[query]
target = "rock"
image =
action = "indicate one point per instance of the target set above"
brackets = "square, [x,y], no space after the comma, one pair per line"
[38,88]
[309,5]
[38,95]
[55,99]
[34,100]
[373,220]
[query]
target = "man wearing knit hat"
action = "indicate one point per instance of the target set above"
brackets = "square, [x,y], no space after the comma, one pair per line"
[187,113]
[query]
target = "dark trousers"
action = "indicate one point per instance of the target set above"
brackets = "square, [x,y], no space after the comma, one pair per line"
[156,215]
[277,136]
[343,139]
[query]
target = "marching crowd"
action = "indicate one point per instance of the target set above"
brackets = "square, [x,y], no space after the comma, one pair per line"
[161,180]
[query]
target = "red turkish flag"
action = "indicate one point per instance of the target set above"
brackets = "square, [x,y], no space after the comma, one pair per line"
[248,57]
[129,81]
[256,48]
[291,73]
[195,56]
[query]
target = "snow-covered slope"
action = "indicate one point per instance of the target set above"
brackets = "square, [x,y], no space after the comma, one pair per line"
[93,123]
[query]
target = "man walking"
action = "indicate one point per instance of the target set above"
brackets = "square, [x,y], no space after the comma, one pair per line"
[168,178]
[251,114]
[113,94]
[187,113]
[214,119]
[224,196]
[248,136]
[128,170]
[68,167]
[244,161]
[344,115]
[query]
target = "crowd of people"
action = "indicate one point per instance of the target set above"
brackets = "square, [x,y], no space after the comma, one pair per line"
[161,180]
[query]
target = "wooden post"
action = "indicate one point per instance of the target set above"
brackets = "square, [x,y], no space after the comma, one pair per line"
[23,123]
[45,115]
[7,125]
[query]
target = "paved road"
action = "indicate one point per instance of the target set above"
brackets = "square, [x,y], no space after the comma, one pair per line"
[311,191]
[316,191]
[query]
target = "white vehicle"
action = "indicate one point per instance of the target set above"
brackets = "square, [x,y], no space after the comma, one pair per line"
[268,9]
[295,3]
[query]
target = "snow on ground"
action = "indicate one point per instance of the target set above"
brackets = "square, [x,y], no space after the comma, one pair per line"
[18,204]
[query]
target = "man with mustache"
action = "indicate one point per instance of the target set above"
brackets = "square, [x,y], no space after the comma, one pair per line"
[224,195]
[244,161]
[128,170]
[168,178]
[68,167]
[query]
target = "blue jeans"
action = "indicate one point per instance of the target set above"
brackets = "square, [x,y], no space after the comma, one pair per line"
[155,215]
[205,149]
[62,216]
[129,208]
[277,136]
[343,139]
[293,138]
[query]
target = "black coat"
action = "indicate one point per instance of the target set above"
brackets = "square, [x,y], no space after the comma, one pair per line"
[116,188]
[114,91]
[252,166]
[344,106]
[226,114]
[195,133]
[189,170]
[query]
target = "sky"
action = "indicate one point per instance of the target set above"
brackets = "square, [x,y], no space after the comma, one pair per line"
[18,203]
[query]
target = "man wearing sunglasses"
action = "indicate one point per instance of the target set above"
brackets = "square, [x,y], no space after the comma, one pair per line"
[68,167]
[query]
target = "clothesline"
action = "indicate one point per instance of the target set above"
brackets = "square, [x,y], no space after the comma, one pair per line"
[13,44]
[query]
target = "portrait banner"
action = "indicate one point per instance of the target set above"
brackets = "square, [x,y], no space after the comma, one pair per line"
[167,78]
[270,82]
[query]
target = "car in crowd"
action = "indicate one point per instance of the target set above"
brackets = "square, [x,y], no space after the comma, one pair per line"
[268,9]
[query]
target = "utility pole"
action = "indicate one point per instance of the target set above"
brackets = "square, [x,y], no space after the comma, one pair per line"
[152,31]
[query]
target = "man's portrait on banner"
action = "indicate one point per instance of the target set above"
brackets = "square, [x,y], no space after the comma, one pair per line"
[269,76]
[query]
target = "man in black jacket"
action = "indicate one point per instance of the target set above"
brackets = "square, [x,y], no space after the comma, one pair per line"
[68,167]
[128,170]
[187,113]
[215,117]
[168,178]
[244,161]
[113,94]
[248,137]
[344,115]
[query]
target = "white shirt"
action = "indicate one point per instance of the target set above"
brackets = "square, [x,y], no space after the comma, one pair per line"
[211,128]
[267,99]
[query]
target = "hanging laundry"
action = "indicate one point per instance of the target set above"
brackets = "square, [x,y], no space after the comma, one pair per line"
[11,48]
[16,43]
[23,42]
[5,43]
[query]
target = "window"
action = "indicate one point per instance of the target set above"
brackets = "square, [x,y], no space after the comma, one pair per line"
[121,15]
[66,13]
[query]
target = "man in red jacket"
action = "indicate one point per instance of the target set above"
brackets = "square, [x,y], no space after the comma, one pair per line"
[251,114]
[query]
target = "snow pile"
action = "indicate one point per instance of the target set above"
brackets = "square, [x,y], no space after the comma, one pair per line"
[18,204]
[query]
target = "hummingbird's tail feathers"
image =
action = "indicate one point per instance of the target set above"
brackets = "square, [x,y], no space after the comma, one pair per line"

--- Problem details ---
Pull out every line in the entries above that contains the string "snow", and copy each one in full.

--- Answer ---
target = "snow-covered slope"
target = "snow on ground"
target = "snow pile"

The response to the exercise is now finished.